◆ **EXTRACTED TEXT**:
<<<<

A better way to cover a lot of miles of trout waters. Image Lees Ferry Anglers.

Jess instructed me to wash off my fish. I held the trout in my palms and dipped her gently in the lake. The frigid water made my hands ache; cursing earnestly, I swished the fish, then tossed her onto the frozen shallows to keep cool. I rubbed my benumbed fingertips and looked around for something non-fishy to eat. To catch one fish and kill it wasn’t the point of learning to fish. I was genuinely trying to adopt a hobby, at least for a day. So after a snack, I baited my hook with a new smorgasbord of fish treats — fake maggots, salmon eggs, something that looked like orange play-dough.

“Aim for right next to that big log,” Jess said. “If I were a trout, that’s where I would live.”

>>>>

◆ **WRITTEN EXERCISE 1**:
In the trout-fishing passage, what did the narrator bait the hook with after the snack?
◆ **WRITTEN EXERCISE 2**:
Write what comes next in the trout-fishing passage, picking up right after Jess's remark about the big log.

(Object point labels)
<<<<

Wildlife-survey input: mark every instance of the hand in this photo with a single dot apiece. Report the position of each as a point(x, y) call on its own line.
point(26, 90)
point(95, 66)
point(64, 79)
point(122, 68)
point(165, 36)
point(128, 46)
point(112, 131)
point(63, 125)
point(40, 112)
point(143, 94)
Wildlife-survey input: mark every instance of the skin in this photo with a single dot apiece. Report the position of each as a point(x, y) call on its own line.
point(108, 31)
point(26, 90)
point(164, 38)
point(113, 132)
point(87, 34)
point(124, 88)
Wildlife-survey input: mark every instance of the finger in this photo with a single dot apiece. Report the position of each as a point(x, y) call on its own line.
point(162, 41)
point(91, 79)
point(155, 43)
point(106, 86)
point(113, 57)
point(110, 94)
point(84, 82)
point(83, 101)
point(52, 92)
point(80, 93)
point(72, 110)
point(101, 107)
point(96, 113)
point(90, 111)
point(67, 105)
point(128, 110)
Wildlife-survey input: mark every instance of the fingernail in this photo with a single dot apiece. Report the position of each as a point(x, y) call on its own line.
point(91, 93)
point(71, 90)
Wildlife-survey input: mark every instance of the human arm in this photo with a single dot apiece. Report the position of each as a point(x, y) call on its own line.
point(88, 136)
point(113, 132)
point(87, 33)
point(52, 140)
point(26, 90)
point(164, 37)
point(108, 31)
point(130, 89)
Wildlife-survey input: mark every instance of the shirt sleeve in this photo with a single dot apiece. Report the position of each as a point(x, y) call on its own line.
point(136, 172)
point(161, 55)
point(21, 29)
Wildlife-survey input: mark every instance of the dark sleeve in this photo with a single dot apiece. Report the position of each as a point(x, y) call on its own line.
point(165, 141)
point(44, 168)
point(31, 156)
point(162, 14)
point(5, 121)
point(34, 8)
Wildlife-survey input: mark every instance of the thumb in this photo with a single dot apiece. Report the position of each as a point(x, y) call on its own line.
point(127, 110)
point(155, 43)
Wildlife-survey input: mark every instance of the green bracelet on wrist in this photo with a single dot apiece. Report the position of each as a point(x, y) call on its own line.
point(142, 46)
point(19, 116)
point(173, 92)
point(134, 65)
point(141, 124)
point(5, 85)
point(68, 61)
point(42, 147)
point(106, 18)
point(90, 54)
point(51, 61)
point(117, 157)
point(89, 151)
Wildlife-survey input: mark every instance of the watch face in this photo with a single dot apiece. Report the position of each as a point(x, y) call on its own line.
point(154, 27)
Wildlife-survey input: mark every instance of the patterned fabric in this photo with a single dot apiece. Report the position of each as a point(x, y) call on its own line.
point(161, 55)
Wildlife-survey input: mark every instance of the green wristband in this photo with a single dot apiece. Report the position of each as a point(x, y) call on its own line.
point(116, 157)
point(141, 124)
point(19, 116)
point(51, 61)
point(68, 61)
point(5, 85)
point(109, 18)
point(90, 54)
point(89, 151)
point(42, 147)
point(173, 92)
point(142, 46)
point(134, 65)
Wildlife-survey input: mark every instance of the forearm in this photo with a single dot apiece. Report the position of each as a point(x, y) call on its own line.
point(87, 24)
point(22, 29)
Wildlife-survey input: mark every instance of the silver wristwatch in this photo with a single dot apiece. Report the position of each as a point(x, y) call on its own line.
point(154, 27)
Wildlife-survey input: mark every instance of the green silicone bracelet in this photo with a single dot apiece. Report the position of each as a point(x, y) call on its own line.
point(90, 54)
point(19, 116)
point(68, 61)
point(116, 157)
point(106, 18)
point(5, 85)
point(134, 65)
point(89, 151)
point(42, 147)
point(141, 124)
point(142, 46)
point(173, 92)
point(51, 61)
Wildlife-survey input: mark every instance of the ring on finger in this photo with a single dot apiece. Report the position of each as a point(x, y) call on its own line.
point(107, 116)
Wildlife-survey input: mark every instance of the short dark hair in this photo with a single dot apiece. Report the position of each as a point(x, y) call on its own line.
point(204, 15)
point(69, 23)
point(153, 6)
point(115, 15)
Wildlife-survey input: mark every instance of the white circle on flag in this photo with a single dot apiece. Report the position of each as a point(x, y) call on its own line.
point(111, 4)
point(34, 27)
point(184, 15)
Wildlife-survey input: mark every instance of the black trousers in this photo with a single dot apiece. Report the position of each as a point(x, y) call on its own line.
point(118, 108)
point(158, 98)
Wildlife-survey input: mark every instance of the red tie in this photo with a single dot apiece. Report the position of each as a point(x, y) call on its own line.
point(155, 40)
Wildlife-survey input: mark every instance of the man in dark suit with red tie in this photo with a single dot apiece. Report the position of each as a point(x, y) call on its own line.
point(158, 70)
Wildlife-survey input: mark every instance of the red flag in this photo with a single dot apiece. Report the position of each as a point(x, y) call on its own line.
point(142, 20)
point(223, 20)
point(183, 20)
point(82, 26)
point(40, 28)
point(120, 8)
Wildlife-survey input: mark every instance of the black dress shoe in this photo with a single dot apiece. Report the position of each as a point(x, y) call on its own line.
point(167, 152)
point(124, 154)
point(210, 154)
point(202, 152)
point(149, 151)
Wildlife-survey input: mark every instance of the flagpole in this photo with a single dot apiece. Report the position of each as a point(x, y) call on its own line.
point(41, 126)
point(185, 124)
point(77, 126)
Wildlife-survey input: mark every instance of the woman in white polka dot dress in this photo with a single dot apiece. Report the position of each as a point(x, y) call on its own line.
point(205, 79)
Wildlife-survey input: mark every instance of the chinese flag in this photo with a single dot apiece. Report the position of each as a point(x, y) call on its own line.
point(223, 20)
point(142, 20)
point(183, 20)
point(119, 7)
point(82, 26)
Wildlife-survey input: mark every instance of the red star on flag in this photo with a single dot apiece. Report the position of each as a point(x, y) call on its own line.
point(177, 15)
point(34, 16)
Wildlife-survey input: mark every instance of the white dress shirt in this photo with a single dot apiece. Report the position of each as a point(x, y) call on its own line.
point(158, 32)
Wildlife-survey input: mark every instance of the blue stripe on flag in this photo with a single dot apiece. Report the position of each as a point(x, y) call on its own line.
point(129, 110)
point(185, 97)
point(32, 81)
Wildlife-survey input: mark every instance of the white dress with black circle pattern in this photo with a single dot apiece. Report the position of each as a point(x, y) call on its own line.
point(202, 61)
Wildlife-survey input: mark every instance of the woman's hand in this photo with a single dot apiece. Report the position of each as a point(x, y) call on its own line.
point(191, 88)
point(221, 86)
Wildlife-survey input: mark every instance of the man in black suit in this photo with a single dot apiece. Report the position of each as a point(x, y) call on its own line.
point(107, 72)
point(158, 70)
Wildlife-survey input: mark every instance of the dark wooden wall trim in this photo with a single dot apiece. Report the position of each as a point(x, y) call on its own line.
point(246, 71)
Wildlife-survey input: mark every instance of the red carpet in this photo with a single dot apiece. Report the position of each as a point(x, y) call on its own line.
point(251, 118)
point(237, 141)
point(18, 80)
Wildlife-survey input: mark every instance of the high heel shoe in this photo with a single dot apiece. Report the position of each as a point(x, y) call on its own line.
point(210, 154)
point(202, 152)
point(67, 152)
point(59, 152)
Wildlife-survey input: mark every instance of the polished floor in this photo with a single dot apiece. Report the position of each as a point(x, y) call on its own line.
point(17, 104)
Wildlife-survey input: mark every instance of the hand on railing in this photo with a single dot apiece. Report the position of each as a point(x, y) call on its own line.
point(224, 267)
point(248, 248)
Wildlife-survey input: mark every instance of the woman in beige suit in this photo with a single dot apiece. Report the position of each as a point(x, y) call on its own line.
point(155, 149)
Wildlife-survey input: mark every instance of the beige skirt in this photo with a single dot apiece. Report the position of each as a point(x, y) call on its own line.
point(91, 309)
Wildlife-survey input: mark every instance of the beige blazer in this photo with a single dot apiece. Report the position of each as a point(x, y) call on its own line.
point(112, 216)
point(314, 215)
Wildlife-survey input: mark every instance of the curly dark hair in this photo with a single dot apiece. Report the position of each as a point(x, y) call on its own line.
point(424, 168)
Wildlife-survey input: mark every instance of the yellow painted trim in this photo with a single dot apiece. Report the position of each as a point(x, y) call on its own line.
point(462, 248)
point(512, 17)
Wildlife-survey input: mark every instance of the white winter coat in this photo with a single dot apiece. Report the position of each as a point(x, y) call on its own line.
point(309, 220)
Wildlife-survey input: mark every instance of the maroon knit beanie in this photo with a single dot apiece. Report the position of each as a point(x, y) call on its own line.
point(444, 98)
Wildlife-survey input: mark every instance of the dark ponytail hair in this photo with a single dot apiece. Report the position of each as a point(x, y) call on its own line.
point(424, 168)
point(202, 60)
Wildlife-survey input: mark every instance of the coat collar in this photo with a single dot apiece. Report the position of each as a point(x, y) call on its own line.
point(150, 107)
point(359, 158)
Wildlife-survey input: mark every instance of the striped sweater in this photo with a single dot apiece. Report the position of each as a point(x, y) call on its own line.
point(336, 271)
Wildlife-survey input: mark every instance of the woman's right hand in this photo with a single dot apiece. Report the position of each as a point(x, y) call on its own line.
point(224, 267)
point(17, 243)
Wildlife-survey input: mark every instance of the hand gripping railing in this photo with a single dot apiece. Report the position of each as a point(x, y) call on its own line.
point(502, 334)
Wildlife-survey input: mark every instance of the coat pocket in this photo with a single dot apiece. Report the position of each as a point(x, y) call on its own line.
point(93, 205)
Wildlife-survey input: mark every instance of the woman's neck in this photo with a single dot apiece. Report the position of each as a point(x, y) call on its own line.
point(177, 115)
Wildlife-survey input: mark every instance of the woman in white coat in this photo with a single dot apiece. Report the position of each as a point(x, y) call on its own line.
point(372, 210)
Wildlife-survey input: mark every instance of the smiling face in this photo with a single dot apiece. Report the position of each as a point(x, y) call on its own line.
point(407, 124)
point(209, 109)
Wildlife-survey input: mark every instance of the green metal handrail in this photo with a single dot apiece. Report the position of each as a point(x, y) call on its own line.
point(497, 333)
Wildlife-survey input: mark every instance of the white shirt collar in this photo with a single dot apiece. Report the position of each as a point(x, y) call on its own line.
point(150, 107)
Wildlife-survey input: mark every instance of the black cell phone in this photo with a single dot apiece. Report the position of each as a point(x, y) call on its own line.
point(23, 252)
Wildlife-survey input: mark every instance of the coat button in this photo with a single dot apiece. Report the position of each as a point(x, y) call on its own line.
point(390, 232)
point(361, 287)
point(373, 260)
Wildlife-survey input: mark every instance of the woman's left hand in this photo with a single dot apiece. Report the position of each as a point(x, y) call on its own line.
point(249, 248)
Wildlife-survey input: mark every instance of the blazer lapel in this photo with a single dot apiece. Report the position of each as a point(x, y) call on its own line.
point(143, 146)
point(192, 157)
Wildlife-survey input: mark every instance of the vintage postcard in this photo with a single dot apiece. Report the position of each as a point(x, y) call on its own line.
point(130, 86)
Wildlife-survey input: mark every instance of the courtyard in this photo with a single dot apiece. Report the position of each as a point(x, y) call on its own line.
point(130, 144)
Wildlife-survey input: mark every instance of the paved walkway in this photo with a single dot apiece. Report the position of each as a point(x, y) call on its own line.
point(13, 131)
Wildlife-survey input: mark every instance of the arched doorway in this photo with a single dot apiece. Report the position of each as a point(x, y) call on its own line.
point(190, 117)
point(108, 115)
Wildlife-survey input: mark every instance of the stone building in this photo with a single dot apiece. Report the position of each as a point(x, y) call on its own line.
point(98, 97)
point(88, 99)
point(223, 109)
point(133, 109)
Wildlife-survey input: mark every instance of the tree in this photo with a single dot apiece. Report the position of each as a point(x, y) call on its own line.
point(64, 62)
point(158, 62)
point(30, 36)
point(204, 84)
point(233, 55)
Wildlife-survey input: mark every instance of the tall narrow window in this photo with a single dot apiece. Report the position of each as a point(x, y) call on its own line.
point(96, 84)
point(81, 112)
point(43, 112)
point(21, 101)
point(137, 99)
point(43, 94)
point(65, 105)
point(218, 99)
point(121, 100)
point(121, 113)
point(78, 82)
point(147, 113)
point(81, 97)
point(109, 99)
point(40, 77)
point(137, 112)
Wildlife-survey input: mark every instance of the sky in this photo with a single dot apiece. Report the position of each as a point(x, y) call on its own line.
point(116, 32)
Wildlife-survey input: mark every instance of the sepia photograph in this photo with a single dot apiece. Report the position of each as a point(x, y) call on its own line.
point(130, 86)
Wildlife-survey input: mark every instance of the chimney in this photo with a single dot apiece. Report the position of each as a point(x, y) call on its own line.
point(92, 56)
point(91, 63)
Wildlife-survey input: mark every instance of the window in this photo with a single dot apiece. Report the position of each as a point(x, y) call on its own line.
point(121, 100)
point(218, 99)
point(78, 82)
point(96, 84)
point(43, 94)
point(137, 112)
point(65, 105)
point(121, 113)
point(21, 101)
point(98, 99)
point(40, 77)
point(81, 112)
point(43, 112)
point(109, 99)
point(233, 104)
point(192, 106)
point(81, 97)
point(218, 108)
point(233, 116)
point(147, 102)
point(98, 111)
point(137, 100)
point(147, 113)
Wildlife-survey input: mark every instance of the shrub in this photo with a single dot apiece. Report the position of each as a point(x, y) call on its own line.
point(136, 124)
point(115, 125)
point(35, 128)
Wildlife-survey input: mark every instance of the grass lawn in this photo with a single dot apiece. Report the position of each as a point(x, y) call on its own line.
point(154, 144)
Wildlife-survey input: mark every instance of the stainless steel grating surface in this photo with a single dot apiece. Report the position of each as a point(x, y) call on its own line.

>>>>

◆ **FINAL ANSWER 1**:
Fake maggots, salmon eggs, and something that looked like orange play-dough.

◆ **FINAL ANSWER 2**:
I decided that if I did catch another fish — which seemed unlikely, given that I felt guilty even looking at the live earthworms Jess brought, and that I wasn’t having any luck with any of her fluorescent artificial baits, not even the sparkly pink one or the fake salmon eggs laced with something called “SEXattract” — I would release it. I wondered if I could release, too, all of the contradictions swirling inside me. To the part of me that enjoyed the adventure, release meant finding a way to live in the landscape, not just near it. But perhaps I also needed to release my idea of untrammeled nature. Managed landscapes and wild landscapes are strung by a taut line. Increasingly, as Arizona’s population grows and its climate becomes hotter and drier, Arizonans will choose what swims in our water, and even where that water flows.

I carried my rod to a flat spot on the water’s edge, looked around to make sure no other humans were close enough for me to hook, and snapped out a cast that smacked the water right in front of me. Swearing luridly — I seem to have gotten that part of fishing down — I turned my reel, bringing in the hook so I could try again.